The response must consist of the lines below from the one with "Category: finger" through the one with "Category: blue shirt sleeve", exactly as they appear and with both ends kept.

**Record set**
----------
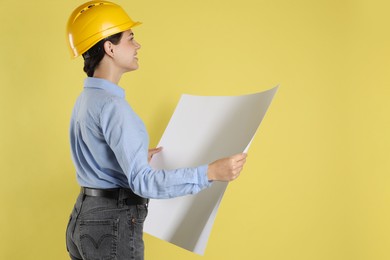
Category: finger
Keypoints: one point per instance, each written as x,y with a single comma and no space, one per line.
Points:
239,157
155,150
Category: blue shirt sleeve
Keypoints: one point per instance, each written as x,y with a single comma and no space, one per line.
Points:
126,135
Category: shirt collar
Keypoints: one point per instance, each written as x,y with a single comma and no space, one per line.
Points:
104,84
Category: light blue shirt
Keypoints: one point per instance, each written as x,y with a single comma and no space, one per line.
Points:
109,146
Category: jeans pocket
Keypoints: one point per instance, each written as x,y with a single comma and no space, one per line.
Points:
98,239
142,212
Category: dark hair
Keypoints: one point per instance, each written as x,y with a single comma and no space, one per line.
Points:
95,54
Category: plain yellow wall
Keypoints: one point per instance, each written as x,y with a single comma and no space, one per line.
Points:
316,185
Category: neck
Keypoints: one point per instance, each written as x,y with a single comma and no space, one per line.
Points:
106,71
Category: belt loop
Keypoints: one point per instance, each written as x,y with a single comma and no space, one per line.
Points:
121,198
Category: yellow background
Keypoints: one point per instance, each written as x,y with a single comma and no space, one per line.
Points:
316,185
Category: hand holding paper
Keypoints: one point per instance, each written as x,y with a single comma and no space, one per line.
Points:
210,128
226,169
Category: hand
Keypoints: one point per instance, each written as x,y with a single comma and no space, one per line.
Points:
----------
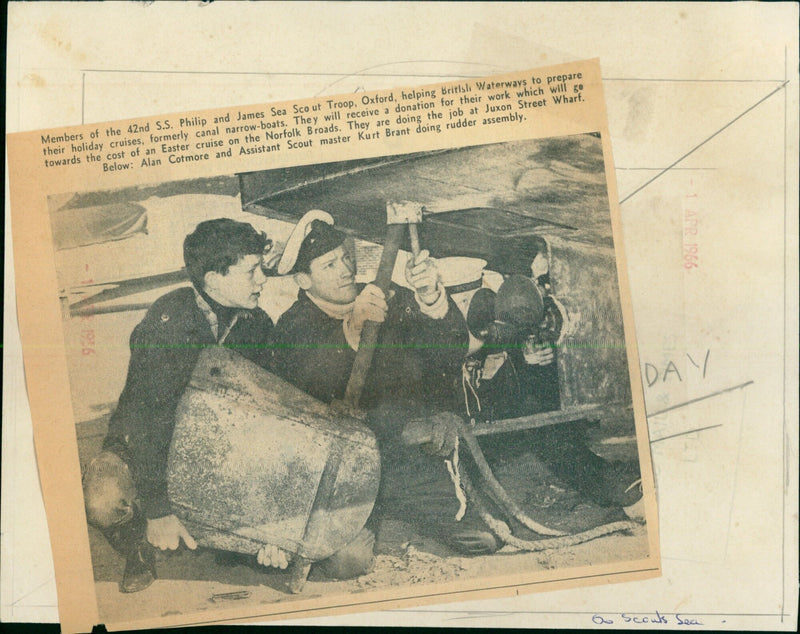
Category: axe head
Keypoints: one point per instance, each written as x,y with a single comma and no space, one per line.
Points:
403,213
----------
**Task output**
Category: finger
Keypoints: one point per instance, each written as x,y with a single comma and no space, one per line.
Points:
239,157
155,150
Category: blue shirt sleeve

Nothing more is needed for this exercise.